### Task instructions
Reproduce, word for word, the stretch of the airline safety article from "Despite the intense" through "in the world.".

### Selected extract
-- Start --
THIS IS INTERESTING:

For U.S., Europe and Asia, great distances between airline safety regulations
By Nicola Clark and Heather Timmons International Herald Tribune
Thursday, April 24, 2008

Despite the intense criticism that was heaped on the U.S. Federal Aviation Administration in Washington this month, regulators elsewhere say they still view the United States as the global standard bearer when it comes to rules for air safety and regulatory compliance. And while some regions have introduced additional layers of oversight in recent years, regulators note that U.S. air accident rates are the lowest in the world.


Safety records in Latin America and Africa are far and away the world's worst, with accident rates as high as six times the global average. In the Asia-Pacific region, where passenger traffic is growing fastest, regulation remains a patchwork ranging from shoddy to exemplary, depending on the country. Even in the European Union, where national regulators are held to account at the EU level, the number of accidents was still three times higher last year than in the United States.


So as the U.S. regulator's safety crackdown on American carriers led to thousands of flights being canceled, some observers overseas were puzzled by the uproar.


"It looks from here like an over-reaction," said Wolfgang Didszuhn, a retired Airbus vice president for airworthiness who is now a consultant to the air safety authority of the United Arab Emirates. "I don't think the FAA's image has suffered from this, but I do think everybody feels a bit sorry for them."


For European regulators, the recent U.S. crackdown brought to mind the crash, two years ago, of Helios Airways Flight 522. In that case, a Boeing 737-300 flying from Larnaca, Cyprus, to Prague, flew on autopilot for two hours, its pilots slumped unconscious over the controls, before plowing into a Greek hillside when it ran out of fuel. All 121 people aboard were killed.


A Greek government inquiry into that accident ultimately blamed maintenance technicians who had left the plane's pressurization system switched to manual rather than automatic - which led to a rapid loss of oxygen in the cabin. But the Cypriot aviation authority, which had had a reputation for cronyism before joining the European Union in 2004, was also criticized for "inadequate execution of its safety oversight responsibilities."
-- End --
### Stored data
-- Start --
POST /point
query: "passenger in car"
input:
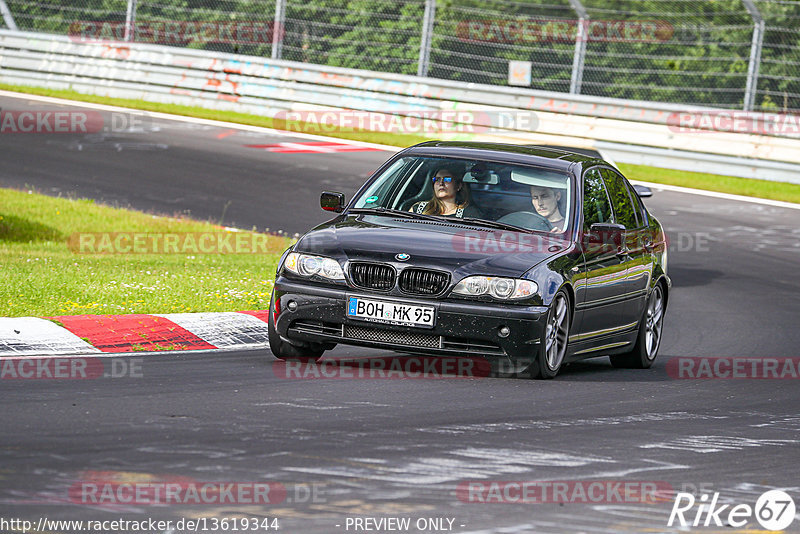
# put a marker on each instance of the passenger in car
-- End --
### The response
Despite the intense criticism that was heaped on the U.S. Federal Aviation Administration in Washington this month, regulators elsewhere say they still view the United States as the global standard bearer when it comes to rules for air safety and regulatory compliance. And while some regions have introduced additional layers of oversight in recent years, regulators note that U.S. air accident rates are the lowest in the world.